What this task involves - Please count the lines in the listing below where the word "vent" appears. Give the number only.

Extracted material -

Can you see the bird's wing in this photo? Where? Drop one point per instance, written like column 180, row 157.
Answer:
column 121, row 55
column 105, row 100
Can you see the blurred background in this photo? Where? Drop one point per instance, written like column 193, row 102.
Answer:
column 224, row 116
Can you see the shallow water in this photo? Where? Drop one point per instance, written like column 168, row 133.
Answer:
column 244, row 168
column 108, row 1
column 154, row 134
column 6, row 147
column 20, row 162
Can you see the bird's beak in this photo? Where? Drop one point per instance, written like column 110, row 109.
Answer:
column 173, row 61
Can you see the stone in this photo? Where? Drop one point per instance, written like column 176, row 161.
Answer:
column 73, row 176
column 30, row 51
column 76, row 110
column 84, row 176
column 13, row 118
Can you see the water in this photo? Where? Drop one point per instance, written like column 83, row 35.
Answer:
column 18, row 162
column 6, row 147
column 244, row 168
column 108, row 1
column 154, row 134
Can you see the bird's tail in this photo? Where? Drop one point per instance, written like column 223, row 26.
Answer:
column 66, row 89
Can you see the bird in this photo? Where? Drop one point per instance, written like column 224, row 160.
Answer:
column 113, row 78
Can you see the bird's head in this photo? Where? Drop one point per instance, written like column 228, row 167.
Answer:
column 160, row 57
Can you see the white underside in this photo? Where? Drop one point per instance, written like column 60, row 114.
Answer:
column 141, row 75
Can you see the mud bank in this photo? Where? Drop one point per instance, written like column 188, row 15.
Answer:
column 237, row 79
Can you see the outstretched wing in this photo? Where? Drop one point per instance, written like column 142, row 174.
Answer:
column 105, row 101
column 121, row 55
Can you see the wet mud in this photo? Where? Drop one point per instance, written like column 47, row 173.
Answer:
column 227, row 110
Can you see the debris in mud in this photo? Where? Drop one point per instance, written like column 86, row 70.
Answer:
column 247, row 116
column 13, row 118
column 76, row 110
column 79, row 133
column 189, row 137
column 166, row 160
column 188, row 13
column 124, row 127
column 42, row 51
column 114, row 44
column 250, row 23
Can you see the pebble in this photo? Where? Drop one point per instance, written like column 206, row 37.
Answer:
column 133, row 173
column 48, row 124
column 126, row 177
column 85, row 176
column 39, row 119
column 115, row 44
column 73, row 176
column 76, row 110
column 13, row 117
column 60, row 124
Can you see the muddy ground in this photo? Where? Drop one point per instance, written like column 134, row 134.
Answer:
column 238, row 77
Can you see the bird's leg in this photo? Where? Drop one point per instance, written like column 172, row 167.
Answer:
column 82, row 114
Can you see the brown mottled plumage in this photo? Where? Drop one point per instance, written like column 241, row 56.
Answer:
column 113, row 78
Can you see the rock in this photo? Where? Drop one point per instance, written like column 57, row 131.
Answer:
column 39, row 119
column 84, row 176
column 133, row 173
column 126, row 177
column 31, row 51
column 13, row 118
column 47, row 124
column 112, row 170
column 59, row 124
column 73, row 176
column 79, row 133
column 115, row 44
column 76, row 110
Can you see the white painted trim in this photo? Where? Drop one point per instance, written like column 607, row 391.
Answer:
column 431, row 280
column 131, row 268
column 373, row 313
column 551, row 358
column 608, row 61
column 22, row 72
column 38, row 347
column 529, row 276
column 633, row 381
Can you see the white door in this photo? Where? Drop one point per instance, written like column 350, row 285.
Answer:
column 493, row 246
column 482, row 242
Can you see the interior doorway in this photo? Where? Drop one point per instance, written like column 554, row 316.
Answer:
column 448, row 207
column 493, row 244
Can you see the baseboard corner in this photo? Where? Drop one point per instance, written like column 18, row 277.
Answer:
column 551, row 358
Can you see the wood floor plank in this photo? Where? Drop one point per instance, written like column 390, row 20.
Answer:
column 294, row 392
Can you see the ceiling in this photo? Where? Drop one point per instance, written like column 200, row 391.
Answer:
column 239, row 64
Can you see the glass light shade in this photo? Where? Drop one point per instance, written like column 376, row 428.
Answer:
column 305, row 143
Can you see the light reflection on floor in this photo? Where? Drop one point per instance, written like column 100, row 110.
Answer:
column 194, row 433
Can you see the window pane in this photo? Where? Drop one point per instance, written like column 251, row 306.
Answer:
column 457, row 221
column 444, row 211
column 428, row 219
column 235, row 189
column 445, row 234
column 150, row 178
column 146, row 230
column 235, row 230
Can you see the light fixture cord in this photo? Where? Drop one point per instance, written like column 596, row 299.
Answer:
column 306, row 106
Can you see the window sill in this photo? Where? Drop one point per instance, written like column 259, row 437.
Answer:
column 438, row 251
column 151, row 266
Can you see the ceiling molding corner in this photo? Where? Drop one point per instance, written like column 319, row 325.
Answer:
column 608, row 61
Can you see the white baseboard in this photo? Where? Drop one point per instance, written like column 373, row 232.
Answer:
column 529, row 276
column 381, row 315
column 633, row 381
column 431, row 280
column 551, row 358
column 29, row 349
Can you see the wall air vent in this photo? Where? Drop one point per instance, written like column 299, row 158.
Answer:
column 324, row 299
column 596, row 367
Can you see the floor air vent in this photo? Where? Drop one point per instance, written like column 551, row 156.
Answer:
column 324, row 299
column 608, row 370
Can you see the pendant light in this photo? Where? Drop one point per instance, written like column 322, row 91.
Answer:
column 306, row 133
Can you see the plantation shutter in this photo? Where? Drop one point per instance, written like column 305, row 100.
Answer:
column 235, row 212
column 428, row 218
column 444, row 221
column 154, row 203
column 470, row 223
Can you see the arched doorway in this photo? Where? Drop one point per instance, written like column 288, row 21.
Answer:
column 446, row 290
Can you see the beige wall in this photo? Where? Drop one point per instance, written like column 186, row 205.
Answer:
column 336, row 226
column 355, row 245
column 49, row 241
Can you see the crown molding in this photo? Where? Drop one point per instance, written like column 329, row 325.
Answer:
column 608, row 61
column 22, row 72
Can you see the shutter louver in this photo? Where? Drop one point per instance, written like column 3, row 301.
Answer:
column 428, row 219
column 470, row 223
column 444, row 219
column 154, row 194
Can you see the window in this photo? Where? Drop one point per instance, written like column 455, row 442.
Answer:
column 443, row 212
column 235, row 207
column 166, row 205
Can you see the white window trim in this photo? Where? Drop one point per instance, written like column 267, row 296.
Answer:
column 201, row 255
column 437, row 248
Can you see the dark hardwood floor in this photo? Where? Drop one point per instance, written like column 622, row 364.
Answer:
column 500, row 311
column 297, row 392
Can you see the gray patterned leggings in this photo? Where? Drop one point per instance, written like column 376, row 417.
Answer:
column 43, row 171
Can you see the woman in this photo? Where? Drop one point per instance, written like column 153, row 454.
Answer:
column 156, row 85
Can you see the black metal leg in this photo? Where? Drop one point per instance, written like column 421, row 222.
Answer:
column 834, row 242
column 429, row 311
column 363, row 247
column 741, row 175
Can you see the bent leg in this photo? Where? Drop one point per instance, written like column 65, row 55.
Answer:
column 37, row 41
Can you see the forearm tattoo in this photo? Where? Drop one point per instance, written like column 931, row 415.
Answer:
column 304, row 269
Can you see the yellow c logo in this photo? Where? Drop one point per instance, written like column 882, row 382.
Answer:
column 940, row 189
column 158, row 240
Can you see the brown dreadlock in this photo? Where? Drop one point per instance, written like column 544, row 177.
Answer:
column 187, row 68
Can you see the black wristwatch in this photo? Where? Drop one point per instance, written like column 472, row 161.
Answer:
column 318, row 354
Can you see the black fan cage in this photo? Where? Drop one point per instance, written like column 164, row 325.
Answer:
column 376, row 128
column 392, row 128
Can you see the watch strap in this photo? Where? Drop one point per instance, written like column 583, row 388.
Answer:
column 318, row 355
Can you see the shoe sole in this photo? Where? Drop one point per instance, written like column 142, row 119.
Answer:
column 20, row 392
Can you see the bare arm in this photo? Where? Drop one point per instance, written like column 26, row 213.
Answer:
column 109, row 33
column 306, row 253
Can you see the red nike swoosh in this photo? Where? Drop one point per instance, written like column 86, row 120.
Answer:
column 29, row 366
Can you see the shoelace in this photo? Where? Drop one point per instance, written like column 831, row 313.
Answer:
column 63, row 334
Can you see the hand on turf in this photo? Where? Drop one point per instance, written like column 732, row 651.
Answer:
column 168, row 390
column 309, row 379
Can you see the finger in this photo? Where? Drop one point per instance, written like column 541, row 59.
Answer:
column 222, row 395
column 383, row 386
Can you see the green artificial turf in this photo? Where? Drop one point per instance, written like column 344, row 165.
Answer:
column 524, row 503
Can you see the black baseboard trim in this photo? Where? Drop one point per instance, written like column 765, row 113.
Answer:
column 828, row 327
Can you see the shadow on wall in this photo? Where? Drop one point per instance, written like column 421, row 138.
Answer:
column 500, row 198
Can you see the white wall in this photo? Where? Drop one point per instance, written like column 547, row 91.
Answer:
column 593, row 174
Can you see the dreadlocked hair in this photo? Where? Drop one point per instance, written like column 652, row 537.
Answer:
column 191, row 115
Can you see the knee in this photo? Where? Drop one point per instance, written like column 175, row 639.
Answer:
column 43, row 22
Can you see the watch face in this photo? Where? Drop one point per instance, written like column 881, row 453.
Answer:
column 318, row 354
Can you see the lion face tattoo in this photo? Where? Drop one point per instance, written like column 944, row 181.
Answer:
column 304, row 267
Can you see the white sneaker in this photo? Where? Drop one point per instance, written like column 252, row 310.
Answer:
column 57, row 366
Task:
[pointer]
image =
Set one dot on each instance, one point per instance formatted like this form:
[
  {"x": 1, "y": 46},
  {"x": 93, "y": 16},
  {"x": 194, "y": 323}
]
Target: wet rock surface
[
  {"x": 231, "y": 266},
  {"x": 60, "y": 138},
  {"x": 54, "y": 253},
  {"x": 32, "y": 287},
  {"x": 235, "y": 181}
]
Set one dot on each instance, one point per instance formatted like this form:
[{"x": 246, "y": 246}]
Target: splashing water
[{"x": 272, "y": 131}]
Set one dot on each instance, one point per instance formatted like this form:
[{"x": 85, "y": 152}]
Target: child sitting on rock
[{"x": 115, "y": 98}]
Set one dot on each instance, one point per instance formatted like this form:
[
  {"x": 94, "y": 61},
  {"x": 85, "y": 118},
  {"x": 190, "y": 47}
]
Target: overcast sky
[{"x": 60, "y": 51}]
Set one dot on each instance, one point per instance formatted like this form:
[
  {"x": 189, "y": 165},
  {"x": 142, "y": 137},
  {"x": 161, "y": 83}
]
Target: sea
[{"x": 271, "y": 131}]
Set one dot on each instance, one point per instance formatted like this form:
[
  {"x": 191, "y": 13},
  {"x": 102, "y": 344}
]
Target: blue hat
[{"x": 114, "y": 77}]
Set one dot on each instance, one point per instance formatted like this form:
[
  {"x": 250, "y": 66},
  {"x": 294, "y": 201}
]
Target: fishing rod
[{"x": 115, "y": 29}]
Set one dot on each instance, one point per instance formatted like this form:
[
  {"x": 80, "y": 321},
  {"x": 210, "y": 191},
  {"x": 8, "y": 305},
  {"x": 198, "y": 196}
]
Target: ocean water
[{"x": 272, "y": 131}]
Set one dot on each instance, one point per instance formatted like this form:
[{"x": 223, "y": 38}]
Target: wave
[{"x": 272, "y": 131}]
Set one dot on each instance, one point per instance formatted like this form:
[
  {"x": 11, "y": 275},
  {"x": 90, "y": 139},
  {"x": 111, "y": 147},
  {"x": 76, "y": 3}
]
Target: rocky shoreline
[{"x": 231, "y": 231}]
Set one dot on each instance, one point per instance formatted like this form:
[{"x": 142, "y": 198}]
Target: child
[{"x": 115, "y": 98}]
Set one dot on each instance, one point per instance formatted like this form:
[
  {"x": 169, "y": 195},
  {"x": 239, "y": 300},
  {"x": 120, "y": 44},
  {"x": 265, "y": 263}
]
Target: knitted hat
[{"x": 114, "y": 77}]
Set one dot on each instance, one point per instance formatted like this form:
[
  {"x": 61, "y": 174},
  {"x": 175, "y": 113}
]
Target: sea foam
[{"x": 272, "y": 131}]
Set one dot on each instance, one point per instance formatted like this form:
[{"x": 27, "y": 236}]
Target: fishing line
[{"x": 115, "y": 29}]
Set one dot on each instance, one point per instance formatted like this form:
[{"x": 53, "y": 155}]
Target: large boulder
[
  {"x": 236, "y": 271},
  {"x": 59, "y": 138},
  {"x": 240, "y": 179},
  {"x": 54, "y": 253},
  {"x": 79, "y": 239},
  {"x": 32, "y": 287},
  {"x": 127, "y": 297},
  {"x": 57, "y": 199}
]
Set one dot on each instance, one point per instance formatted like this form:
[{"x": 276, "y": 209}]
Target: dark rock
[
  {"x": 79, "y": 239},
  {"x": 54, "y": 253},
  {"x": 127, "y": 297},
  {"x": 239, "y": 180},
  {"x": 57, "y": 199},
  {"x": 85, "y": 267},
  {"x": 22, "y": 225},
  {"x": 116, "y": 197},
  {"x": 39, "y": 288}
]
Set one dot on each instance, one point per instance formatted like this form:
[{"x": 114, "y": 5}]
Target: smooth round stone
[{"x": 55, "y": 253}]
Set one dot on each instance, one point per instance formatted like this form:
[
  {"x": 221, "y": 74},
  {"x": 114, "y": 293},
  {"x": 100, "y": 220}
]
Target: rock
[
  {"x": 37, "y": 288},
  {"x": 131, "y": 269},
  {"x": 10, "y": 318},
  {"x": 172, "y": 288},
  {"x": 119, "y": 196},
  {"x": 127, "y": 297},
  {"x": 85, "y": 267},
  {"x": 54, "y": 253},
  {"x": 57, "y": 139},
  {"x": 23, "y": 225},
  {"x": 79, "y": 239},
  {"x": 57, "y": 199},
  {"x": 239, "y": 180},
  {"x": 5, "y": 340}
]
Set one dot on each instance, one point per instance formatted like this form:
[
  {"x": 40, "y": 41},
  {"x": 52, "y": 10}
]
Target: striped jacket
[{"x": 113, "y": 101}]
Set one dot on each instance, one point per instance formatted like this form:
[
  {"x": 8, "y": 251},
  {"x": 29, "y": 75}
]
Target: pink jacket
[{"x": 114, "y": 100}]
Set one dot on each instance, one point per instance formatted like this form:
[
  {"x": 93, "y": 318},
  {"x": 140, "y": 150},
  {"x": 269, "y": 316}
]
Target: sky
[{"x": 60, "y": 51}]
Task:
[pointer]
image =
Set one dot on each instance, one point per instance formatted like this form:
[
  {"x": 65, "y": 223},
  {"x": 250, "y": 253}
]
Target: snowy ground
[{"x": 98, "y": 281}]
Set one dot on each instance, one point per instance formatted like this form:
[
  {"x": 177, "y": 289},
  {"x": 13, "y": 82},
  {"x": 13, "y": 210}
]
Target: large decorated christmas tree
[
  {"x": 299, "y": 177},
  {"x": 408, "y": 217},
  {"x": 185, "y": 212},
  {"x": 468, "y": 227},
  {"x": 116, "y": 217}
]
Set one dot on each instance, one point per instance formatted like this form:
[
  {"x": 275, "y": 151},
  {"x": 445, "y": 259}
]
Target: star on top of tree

Worked solution - 2